Extracted text ->
= Beginning of Section =

Suppose a structure in which the output terminals ToA and ToB are directly connected. In this case, if the output voltage VoA is higher than the output voltage VoB, for example, the output transistor M10B of the linear power supply device 10B side is maintained to be off, an output current IoutB is not output from the output terminal ToB, and the load current Iout is supplied only from an output current IoutA output from the output terminal ToA of the linear power supply device 10A. Therefore, the output current is concentrated on one of the linear power supply devices.

= End of Section =

Requirement 1 -> In the passage on linear power supply devices, which output transistor stays off when the output voltage VoA is higher than VoB?
Requirement 2 -> Reproduce the part of the passage on linear power supply devices that begins with the words "Suppose a structure" and ends with "power supply devices.".

Information ->
= Beginning of Section =

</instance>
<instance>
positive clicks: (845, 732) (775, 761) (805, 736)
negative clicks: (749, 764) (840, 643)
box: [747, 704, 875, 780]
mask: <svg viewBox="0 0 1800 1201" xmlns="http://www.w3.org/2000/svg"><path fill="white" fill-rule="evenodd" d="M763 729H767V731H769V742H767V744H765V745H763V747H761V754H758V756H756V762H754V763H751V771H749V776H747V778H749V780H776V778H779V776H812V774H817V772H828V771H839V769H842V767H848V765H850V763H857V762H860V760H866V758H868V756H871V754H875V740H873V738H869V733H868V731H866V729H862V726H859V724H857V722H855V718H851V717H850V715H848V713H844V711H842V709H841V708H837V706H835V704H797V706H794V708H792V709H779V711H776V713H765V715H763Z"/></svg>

= End of Section =

Written answer 1 -> The output transistor M10B on the linear power supply device 10B side.

Written answer 2 ->
Suppose a structure in which the output terminals ToA and ToB are directly connected. In this case, if the output voltage VoA is higher than the output voltage VoB, for example, the output transistor M10B of the linear power supply device 10B side is maintained to be off, an output current IoutB is not output from the output terminal ToB, and the load current Iout is supplied only from an output current IoutA output from the output terminal ToA of the linear power supply device 10A. Therefore, the output current is concentrated on one of the linear power supply devices.